_TASK DETAILS_
In full and without deviation, write out the entries that follow.

Raw records:
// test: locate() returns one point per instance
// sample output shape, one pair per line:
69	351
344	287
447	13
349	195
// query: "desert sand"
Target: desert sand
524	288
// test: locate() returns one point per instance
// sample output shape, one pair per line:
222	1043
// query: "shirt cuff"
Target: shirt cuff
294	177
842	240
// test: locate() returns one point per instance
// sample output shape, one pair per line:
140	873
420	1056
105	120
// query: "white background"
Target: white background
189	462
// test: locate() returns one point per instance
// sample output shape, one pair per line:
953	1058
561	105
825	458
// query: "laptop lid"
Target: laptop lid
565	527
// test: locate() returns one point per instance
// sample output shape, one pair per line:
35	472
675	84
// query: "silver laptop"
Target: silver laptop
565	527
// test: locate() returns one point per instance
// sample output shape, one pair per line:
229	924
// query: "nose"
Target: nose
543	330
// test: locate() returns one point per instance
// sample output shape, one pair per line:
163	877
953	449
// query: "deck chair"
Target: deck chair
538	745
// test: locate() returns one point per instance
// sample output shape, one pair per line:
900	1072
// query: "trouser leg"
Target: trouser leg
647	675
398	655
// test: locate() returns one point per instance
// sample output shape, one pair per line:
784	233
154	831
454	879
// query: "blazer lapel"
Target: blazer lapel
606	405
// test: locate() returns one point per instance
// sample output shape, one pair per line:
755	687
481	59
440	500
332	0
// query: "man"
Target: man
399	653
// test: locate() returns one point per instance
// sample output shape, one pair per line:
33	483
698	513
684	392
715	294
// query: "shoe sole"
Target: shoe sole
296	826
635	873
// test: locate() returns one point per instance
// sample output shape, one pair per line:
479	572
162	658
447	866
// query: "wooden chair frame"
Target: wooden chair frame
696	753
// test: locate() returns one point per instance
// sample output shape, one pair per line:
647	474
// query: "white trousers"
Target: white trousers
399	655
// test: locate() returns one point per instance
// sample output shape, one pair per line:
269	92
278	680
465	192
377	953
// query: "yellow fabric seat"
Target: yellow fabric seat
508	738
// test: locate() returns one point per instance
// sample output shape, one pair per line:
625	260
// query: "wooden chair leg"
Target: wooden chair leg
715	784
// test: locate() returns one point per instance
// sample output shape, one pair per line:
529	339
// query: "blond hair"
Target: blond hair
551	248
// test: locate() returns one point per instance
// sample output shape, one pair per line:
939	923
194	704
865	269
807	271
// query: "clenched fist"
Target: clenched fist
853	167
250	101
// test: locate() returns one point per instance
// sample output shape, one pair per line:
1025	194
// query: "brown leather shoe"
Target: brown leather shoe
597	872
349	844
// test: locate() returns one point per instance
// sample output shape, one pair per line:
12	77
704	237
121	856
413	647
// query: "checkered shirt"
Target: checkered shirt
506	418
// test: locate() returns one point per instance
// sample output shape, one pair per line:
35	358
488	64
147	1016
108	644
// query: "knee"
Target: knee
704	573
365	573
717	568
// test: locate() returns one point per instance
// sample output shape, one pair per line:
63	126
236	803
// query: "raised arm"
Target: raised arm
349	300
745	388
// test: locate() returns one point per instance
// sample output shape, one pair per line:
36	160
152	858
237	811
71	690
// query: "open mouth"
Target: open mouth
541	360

_THE COMPLETED TASK_
// test: locate() returns one point per instance
// sample output shape, one pair per line:
69	351
344	287
447	13
349	195
// query: "desert sand"
Target: desert sand
524	288
// test: locate() returns one point per instance
// sample output shape, one pair per line:
222	1043
// query: "shirt cuff"
Target: shirt cuff
294	177
842	240
// test: locate() returns one point per instance
// sample output shape, one pair per line:
140	873
420	1056
105	120
// query: "white background"
Target: white background
189	462
// test: locate() returns one point per instance
// sample output shape, one pair per line:
953	1058
561	105
825	458
// query: "laptop lid"
Target: laptop lid
565	527
// test: locate() returns one point per instance
// sample output shape, one pair per line:
35	472
675	84
// query: "silver laptop"
Target: silver laptop
565	527
// test: locate() returns one point per instance
// sample output shape, one pair per line:
229	924
// query: "nose"
Target: nose
543	330
// test: locate() returns one point per instance
// sample output shape, one pair per line:
163	877
953	449
// query: "deck chair"
Target: deck chair
538	745
// test: locate() returns one point per instance
// sample output shape, one pair per line:
900	1072
// query: "trouser leg"
Target: trouser leg
647	675
398	655
// test: locate() returns one point per instance
// sample output shape, one pair per line:
784	233
154	831
454	879
// query: "blazer lapel"
Target: blazer lapel
606	405
// test: locate() returns one point per instance
// sample output shape, one pair per line:
755	687
481	59
440	500
332	0
// query: "man"
Target: man
399	653
// test: locate() returns one point per instance
// sample output shape, one pair per line:
33	483
698	513
684	392
715	294
// query: "shoe sole"
Target: shoe sole
296	826
635	873
// test: locate() returns one point per instance
// sample output shape, one pair per line:
479	572
162	658
447	866
// query: "wooden chair frame"
Target: wooden chair frame
696	753
// test: locate() returns one point per instance
// sample output shape, one pair per line:
647	474
// query: "white trousers"
Target: white trousers
399	655
// test: locate() returns one point per instance
// sample output shape, one pair per line:
269	92
278	680
465	192
377	953
// query: "yellow fabric seat"
Target: yellow fabric seat
508	738
// test: locate() returns one point per instance
// sample output shape, one pair per line:
625	260
// query: "wooden chair leg"
Target: wooden chair leg
715	784
// test: locate() returns one point per instance
// sample output shape, one pair per line:
529	339
// query: "blond hair"
Target: blond hair
551	248
// test: locate() returns one point per instance
// sample output shape, one pair per line:
939	923
194	704
865	269
807	271
// query: "clenched fist"
Target: clenched fist
853	167
250	101
// test: locate() returns one point per instance
// sample output shape, one pair per line:
1025	194
// query: "brown leather shoe"
Target: brown leather shoe
597	872
349	844
// test: locate() returns one point per instance
// sample output shape, one pair per line:
12	77
704	237
121	856
413	647
// query: "checkered shirt"
Target: checkered shirt
506	418
// test: locate() returns one point per instance
// sample output shape, one pair per line:
35	358
488	64
147	1016
108	644
// query: "knee"
Target: knee
704	573
365	573
717	568
// test: locate() returns one point per instance
// sample output shape, one pair per line:
63	126
236	803
// query: "raised arm"
Target: raised arm
349	300
745	388
// test: locate() returns one point per instance
// sample output shape, one pair per line:
36	160
152	858
237	811
71	690
// query: "open mouth"
Target: open mouth
541	360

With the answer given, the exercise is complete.